Repeat only the stretch of lines below that runs from the line with "nozzle in the photo above." through the line with "bolt in the photo above.", unaltered.

>>>>

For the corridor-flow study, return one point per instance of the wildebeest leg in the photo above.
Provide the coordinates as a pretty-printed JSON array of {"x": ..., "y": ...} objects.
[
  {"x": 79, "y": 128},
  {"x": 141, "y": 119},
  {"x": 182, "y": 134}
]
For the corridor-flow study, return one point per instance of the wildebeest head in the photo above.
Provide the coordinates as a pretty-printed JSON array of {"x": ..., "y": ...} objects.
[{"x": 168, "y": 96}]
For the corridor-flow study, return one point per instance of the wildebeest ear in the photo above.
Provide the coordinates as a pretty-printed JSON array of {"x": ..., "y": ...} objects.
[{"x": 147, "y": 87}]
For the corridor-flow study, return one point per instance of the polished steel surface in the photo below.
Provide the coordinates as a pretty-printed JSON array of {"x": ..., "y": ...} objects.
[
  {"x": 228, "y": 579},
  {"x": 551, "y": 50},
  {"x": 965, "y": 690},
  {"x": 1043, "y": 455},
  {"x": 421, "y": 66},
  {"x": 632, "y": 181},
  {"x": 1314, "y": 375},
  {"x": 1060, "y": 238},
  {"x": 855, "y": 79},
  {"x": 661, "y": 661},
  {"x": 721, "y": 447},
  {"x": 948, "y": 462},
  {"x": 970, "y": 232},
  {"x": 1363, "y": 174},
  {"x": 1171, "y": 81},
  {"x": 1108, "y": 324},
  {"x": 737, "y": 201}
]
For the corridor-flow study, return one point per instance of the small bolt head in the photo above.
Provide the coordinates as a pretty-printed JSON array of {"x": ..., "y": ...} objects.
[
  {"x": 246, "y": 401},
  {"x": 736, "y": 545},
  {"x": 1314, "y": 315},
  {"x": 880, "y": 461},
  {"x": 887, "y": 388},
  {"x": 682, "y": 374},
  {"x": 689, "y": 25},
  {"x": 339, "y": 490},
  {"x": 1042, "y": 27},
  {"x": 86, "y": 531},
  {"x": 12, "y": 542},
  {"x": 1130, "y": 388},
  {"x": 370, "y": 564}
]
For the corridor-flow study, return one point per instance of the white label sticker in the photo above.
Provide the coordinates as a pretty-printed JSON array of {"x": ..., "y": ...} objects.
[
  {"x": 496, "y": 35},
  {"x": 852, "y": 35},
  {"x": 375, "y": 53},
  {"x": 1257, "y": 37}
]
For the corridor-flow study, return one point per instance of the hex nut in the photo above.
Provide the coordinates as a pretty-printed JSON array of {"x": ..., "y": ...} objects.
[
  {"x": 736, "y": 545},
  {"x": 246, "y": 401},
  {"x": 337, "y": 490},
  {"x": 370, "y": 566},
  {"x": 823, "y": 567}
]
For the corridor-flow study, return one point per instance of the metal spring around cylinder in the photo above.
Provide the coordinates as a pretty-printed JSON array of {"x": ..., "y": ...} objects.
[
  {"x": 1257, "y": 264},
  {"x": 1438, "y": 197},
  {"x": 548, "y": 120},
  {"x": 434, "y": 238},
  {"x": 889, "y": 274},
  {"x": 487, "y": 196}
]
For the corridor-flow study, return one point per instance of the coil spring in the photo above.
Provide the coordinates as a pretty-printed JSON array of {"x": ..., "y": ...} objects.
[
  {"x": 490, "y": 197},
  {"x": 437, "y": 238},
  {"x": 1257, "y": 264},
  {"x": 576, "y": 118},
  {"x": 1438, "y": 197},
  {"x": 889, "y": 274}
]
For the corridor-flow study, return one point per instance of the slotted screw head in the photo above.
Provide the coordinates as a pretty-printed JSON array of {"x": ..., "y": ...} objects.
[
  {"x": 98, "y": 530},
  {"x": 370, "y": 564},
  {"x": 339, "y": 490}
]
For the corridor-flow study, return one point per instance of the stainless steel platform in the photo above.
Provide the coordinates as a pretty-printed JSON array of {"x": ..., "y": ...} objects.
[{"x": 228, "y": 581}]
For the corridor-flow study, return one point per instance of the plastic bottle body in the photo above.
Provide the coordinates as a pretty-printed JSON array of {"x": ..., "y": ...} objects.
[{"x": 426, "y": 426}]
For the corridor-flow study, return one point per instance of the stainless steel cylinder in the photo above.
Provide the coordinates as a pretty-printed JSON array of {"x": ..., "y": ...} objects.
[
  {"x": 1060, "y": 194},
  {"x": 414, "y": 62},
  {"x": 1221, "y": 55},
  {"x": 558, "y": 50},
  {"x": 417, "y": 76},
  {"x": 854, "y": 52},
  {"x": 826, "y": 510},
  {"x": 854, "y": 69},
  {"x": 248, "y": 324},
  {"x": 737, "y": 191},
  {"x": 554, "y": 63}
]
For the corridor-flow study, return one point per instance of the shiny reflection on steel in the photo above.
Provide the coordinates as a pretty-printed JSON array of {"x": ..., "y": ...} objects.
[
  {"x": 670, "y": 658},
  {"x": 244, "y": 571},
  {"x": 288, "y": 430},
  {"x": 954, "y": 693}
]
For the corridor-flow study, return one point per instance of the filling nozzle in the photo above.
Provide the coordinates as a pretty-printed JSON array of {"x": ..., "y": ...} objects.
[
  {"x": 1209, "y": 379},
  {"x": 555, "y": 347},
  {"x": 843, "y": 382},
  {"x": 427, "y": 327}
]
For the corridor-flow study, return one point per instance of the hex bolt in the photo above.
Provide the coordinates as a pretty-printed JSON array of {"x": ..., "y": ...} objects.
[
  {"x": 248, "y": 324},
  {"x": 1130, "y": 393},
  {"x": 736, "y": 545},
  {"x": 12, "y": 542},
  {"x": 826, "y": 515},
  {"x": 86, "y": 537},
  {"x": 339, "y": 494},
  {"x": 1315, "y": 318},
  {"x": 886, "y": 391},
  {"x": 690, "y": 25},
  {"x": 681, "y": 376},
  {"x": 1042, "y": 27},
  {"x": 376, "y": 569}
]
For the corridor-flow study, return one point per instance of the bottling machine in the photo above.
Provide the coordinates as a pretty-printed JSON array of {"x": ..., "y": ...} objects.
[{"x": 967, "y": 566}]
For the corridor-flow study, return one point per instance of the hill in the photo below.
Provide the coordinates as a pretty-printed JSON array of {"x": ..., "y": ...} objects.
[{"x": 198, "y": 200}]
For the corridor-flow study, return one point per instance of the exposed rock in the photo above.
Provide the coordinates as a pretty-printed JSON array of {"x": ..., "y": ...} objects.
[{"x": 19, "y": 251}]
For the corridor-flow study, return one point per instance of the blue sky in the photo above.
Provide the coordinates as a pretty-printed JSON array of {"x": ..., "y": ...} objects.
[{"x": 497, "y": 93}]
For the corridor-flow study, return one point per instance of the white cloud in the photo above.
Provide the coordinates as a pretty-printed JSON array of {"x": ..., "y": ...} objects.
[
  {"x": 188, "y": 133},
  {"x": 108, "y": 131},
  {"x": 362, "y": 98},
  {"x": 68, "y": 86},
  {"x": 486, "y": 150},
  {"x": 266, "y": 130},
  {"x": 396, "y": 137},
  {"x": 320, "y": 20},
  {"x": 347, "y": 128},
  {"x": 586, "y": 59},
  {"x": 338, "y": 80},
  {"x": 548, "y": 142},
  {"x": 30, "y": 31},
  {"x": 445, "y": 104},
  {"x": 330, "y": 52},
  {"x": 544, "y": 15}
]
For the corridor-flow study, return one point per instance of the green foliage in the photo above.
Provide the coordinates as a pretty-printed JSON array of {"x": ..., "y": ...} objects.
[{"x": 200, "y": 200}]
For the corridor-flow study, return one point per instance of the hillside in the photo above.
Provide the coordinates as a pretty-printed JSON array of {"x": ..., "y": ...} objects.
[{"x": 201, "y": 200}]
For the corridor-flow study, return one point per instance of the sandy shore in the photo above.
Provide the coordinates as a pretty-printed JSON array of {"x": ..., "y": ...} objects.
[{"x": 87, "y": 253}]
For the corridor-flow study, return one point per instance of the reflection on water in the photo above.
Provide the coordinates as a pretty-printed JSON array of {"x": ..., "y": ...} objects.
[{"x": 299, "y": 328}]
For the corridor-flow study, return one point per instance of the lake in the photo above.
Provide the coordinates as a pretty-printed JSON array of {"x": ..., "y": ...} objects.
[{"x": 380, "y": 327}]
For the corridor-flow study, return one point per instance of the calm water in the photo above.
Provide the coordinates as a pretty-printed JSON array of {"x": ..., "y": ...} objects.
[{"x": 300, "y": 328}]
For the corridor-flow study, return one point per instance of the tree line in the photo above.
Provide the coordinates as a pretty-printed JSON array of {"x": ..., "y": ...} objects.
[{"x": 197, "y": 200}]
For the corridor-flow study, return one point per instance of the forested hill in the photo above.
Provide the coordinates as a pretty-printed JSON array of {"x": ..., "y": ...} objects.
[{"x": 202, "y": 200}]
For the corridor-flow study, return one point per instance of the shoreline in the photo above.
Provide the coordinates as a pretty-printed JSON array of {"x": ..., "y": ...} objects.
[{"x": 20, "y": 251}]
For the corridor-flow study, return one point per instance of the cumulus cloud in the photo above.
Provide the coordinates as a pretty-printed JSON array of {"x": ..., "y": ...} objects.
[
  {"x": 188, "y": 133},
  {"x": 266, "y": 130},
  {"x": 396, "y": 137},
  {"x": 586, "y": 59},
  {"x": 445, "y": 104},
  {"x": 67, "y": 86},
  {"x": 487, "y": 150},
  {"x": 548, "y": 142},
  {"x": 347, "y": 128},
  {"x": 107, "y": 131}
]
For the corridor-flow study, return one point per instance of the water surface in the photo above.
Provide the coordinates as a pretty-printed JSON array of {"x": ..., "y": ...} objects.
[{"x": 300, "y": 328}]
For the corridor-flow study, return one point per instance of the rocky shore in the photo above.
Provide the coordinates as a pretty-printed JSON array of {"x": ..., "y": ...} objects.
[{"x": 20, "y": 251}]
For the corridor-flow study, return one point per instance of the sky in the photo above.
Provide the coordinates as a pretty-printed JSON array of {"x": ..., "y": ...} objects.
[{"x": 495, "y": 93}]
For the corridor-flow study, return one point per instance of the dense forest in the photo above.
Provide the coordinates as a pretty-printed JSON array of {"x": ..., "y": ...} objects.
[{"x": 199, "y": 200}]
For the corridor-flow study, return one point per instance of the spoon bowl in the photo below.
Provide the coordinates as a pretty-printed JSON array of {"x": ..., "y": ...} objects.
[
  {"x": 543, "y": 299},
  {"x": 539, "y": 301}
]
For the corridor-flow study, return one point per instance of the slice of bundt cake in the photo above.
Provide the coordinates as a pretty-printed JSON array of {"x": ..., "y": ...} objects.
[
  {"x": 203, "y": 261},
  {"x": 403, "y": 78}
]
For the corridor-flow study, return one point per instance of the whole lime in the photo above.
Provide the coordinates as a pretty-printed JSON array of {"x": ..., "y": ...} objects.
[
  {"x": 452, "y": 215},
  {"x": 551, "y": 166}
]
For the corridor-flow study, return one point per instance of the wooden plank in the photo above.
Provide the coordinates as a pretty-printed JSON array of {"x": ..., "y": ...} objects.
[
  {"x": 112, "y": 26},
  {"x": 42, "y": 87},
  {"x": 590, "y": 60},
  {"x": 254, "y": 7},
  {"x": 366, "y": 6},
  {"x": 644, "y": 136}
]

<<<<

__Solution below__.
For the corridor-flow study, return one point per instance of the filling nozzle in the photo above.
Provide the coordinates as a pretty-printed JSON array of {"x": ..., "y": ...} objects.
[
  {"x": 1209, "y": 379},
  {"x": 555, "y": 347},
  {"x": 843, "y": 382},
  {"x": 427, "y": 327}
]
For the corridor-flow study, return one point per instance of the hex bolt in the photo above.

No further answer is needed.